§ **Prompt**:
Render into Spanish this sentence from the text on Covid and kidney damage: "The study also said the risk of a major adverse kidney event was 1.66 times higher with Covid patients."

§ **Extract to read**:
Dr. Ziyad Al-Aly, study senior author, told the New York Times that in their first six months post-infection, Covid patients had a 35 per cent higher chance of kidney damage compared to other patients.

They also had a 25 per cent higher risk for a 30 per cent decline in how the organ functions, compared with non-Covid patients.

Covid patients also had a 44 per cent higher risk of a 40 per cent decline in function, as well as a 62 per cent higher risk for a 50 per cent decline.





These increases mean Covid cases are comparable to ’30 years of kidney function decline,’ Dr. F Perry Wilson, a kidney researcher not involved with the VA study, told the publication.

The study also said the risk of a major adverse kidney event was 1.66 times higher with Covid patients.

“Covid is probably a little more of a kidney-toxic virus,’ Dr. Wilson said. “I do think that the Covid syndrome has some long-term adverse effects on the kidney.”

§ **Data provided**:
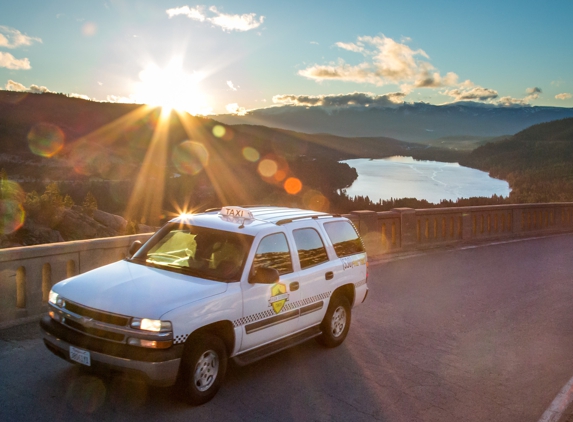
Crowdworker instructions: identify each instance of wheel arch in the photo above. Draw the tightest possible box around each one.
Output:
[332,283,356,308]
[185,320,235,356]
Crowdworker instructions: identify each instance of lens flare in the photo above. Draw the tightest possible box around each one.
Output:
[243,147,261,163]
[284,177,302,195]
[171,141,209,176]
[0,180,26,235]
[302,189,330,211]
[258,158,278,177]
[28,123,64,158]
[213,125,227,138]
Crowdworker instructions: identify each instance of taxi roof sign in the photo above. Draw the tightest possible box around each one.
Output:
[219,207,255,220]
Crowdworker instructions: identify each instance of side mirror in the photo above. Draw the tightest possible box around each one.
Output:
[249,267,279,284]
[128,240,142,256]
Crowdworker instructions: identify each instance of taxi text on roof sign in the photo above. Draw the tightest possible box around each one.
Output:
[219,207,255,220]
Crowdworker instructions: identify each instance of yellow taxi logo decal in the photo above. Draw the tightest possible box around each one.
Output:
[269,283,289,314]
[342,256,366,270]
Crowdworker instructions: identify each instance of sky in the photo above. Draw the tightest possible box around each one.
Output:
[0,0,573,114]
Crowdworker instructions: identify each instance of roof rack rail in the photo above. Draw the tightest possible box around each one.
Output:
[275,214,340,226]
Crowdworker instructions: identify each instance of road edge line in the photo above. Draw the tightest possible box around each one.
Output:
[538,377,573,422]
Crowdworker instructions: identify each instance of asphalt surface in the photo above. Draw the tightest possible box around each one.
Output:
[0,235,573,422]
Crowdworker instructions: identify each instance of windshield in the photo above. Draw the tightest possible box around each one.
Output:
[131,223,253,282]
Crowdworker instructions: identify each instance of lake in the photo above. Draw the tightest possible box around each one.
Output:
[342,156,511,203]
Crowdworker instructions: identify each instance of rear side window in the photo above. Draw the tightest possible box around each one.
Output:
[292,229,328,269]
[253,233,292,274]
[324,221,364,258]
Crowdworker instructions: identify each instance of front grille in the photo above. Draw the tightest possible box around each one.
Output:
[64,300,129,327]
[64,319,125,342]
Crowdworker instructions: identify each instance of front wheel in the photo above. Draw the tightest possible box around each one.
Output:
[180,334,227,406]
[316,295,351,347]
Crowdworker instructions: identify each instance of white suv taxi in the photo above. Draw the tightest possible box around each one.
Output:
[40,207,368,404]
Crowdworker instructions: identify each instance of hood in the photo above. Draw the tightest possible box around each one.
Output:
[52,261,227,319]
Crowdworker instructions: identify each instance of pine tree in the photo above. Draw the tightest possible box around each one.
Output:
[82,192,97,217]
[64,195,74,209]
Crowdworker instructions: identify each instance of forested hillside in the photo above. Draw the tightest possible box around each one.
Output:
[461,118,573,202]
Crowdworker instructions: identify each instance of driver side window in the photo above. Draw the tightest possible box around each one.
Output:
[252,233,292,275]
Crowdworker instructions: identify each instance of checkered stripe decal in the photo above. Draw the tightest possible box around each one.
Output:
[233,292,332,328]
[233,309,276,328]
[281,292,331,312]
[173,334,189,344]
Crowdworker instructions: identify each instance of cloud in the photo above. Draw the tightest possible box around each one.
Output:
[5,79,52,94]
[443,86,499,101]
[165,6,206,22]
[0,25,42,48]
[225,103,247,116]
[298,35,458,90]
[68,92,92,101]
[166,6,265,32]
[497,96,528,107]
[0,51,32,70]
[273,92,406,107]
[524,87,541,101]
[335,42,364,53]
[106,95,135,104]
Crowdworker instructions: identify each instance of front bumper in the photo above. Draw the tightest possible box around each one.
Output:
[40,316,183,387]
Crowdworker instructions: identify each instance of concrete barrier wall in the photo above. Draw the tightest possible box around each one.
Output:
[0,233,151,327]
[346,203,573,257]
[0,203,573,327]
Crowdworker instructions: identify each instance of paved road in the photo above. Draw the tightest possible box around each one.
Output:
[0,235,573,422]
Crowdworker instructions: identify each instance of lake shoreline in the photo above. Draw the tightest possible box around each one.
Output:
[341,156,511,204]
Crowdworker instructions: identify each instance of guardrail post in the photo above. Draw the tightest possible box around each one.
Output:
[462,211,473,240]
[392,208,418,248]
[511,207,523,234]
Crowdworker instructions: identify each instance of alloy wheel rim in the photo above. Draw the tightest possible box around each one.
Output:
[193,350,219,391]
[330,306,346,337]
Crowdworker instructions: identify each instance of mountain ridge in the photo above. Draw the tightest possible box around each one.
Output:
[212,102,573,142]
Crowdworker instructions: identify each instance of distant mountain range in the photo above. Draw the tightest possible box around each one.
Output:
[212,102,573,142]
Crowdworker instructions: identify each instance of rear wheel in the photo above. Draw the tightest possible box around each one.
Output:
[180,334,227,406]
[316,295,351,347]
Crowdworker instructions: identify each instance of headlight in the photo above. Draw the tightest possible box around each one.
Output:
[127,337,173,349]
[131,318,173,333]
[48,290,60,305]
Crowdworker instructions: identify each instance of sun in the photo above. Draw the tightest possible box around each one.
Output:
[133,58,212,115]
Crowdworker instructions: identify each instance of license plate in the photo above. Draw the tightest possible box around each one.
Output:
[70,346,92,366]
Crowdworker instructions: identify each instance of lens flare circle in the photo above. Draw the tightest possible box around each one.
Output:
[284,177,302,195]
[243,147,261,163]
[213,125,227,138]
[302,189,330,211]
[171,141,209,176]
[0,180,26,235]
[257,158,279,177]
[28,123,65,158]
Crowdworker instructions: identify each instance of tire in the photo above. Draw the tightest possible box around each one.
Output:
[179,334,227,406]
[316,294,351,347]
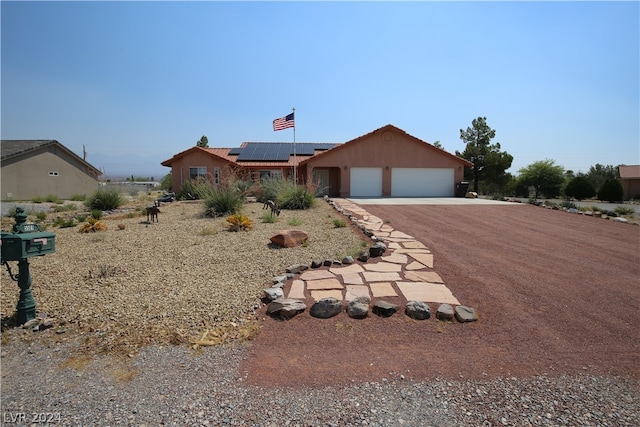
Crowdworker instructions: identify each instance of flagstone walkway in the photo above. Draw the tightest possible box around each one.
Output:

§ **Answer space**:
El estudio también indicó que el riesgo de un evento renal adverso mayor era 1,66 veces más alto en los pacientes con Covid.